Privatkopie ? Wikipedia schreibt vollkommen zu Recht:



> *Die Privatkopie ist im deutschen Recht in § 53 Absatz 1 Satz 1 UrhG geregelt.* Sie ist eine so genannte Schrankenbestimmung des Urheberrechts, welche das grundsätzlich ausschließliche Vervielfältigungsrecht des Urhebers (§§ 15 Abs. 2 Nr. 1, 16 UrhG) einschränkt. *Ein Urteil des Bundesgerichtshofs wird dahingehend ausgelegt, dass bis zu sieben Kopien für den engen privaten Kreis erlaubt sind.* Gemäß § 15 UrhG steht allein dem Urheber das Recht zu, sein Werk zu verwerten. Dazu zählt auch die Vervielfältigung. Eine der vielen Einschränkungen des § 15 UrhG ist die "Privatkopie" aus § 53 UrhG.
> 
> Am 21. September 2007 verabschiedete der Bundesrat das Zweite Gesetz zur Regelung des Urheberrechts in der Informationsgesellschaft (sog. "Zweiter Korb"). Das Gesetz trat am 1. Januar 2008 in Kraft. [1] *§ 53 Abs. 1 S. 1 UrhG wurde insoweit geändert, als Privatkopien nicht mehr nur von "offensichtlich rechtswidrig hergestellten Vorlagen" verboten sind, sondern auch von "offensichtlich rechtswidrig öffentlich zugänglich gemachten Vorlagen".* Da man im Internet meist nicht überprüfen kann, ob eine Datei rechtmäßig angeboten wird oder nicht, wird teilweise davon ausgegangen, dass die Einschränkung kaum Relevanz hat. Klarheit wird hier erst durch Gerichtsurteile oder möglicherweise eine erneute Gesetzesänderung kommen.



Besser kann man es nicht ausdrücken - die alte 7-Kopien-Rechtsprechung gilt weitgehend nicht mehr (wegen Gesetzestext), und wenn, dann ist offen, wie weit. Steht übrigens auch im nicht-zitierten Teil von Johinos' letztem Link.

Also: Stets Vorsichtig, oder "Im Zweifel Illegal"


----------



## awsed (3 April 2009)

*AW: ist musik bei youtube downloaden illegal?*

mhm ok das hat mich überzeugt^^, rein aus interesse, wann ist ein illegaler download verjährt? Ich habe gehört bei Mord sind das 20 Jahre, wie ist es bei illegalen downlaods?


----------



## johinos (3 April 2009)

*AW: ist musik bei youtube downloaden illegal?*

Vielleicht noch eine Unterscheidung, die etwas unterging: Aus offensichtlich illegaler Quelle, und, Zustimmung, davon ist im Zweifelsfall auszugehen, ist der download verboten und damit illegal. 

Aber wonach sollte das strafbar sein?

Nicht alles, was verboten ist, ist auch strafbar.


----------



## KatzenHai (3 April 2009)

*AW: ist musik bei youtube downloaden illegal?*



johinos schrieb:


> Aber wonach sollte das strafbar sein?
> 
> Nicht alles, was verboten ist, ist auch strafbar.

BEREITGESTELLTES MATERIAL
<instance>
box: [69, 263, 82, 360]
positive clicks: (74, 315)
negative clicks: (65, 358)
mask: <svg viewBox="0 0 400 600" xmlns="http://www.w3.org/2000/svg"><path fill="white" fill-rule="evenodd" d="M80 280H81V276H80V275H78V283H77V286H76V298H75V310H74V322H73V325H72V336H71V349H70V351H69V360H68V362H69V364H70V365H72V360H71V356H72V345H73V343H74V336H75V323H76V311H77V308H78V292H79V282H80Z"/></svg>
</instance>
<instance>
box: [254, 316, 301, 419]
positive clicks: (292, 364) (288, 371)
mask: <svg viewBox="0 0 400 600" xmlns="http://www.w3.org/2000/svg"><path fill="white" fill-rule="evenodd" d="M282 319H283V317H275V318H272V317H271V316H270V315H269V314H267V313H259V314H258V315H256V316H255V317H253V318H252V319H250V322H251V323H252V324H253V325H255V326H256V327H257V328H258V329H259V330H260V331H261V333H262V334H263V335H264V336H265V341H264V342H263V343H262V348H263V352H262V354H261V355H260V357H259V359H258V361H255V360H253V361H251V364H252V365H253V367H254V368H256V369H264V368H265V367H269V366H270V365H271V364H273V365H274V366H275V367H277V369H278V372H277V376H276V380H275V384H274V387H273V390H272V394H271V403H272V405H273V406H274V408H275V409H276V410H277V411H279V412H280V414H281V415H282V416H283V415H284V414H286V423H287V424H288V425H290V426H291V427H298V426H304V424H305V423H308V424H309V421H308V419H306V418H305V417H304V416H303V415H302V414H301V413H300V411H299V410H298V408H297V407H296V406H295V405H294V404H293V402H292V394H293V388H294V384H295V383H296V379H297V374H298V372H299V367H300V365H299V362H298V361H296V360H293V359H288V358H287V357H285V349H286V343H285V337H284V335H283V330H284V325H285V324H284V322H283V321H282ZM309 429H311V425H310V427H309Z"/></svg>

ZU ERLEDIGENDE AUFGABEN
1. Wann trat laut dem Forenauszug zur Privatkopie das Zweite Gesetz zur Regelung des Urheberrechts in der Informationsgesellschaft in Kraft?
2. Setze den Forenauszug zur Privatkopie im Anschluss an den letzten abgedruckten Satz fort.
Das Material steht in keinem Zusammenhang mit dem Forenauszug zur Privatkopie.

LÖSUNGEN ZUR ÜBUNG
1. Am 1. Januar 2008.

2.
*Jede* "nicht als Ausnahme zu wertende" Handlung gegen  Urheberrechte ist strafbar. Mal ein ganz einfaches Gesetz:

UrhG - Einzelnorm


> *§ 106 Unerlaubte Verwertung urheberrechtlich geschützter Werke*
> (1) Wer in anderen als den gesetzlich zugelassenen Fällen ohne Einwilligung des Berechtigten ein Werk oder eine Bearbeitung oder Umgestaltung eines Werkes vervielfältigt, verbreitet oder öffentlich wiedergibt, wird mit Freiheitsstrafe bis zu drei Jahren oder mit Geldstrafe bestraft.
> (2) Der Versuch ist strafbar.


Ich denke, das ist eindeutig.

Meint ihr wirklich, ich würde sonst so deutlich warnen??


----------



## johinos (4 April 2009)

*AW: ist musik bei youtube downloaden illegal?*

Bitte nicht missverstehen: Verbotenes zu tun, soll nicht verharmlost und schon gar nicht befürwortet werden. Unsere Gesetze sind einzuhalten, das ist nicht zuviel verlangt. Es soll hier nur um Rechtsklarheit gehen. Das ist nicht immer einfach, nicht selten haut der BGH den unteren Gerichten ihre Urteile um die Ohren. Da kann niemand erwarten, dass wir uns hier nach zwei, drei Wortwechseln über die einzig denkbare Lösung einig sind. 

Der Zusammenhang mit § 106 UrhG erschließt sich mir hier nicht. Da ist von "vervielfältigt, verbreitet oder öffentlich wiedergibt" die Schreibe, es ging aber um herunterladen. Wer unberechtigt ein fremdes Werk auf Youtube hochgeladen hat, der ist nach § 106 UrhG strafbar, keine Frage. Aber der passt doch nicht, wenn jemand sich das Ding ansieht und mitschneidet? 

Es ist verboten, ja. Aber: Wonach könnte das Herunterladen aus illegaler Quelle -strafbar- sein?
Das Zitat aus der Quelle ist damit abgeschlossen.